* PROBLEM TO WORK ON *
According to the forum thread, what can each city in Texas do?

* EXCERPT *
Wanting and needing are 2 different things, as to no ridge vent, not sure I would do a roof without a ridge vent, JMO, but that is a simple fix and end louvers for venting, cross winds are nice.

A trend has been being pushed to keep people out of the attics so as to not mess with the R-Values in some areas around here, 

My biggest concern is if for some reason an animal gets in the attic, then what?


----------



## cda (May 3, 2021)

tbz said:


> From what I am reading this is a hone owner not an inspector.
> 
> So inspection was done already if they are in the home, my question is, is Texas a statewide adoption of the IRC or Local Home Rule, thus is that area under a specific code or not and if so, is it a builders option and self inspection area?  Don't know just asking.
> 
> ...



Texas each city can adopt a code

County areas some are supposed to fall under IRC


----------



## Pcinspector1 (May 3, 2021)

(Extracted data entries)
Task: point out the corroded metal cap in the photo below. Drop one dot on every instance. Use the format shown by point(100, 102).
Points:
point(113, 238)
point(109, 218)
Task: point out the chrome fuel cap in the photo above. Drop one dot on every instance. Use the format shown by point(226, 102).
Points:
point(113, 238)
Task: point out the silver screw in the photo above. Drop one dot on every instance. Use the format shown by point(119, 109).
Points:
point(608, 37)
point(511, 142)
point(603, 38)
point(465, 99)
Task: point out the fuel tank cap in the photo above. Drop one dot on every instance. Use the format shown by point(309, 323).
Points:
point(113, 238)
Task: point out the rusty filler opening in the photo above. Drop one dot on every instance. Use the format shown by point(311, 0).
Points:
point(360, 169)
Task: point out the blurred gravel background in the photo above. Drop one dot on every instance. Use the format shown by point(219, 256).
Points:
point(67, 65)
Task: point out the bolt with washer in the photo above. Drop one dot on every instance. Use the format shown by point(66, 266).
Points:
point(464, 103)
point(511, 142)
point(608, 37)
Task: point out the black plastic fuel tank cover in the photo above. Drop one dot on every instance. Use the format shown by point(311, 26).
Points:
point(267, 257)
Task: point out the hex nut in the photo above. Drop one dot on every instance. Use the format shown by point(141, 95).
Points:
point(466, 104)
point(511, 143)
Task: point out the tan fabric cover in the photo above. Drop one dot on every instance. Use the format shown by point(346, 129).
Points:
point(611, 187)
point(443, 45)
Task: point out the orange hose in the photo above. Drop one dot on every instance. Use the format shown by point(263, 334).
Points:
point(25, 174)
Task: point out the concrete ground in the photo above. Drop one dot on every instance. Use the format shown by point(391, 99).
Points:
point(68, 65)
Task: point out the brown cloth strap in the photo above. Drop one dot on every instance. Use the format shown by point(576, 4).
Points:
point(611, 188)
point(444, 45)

* FINAL RESULT *
Each city in Texas can adopt a code.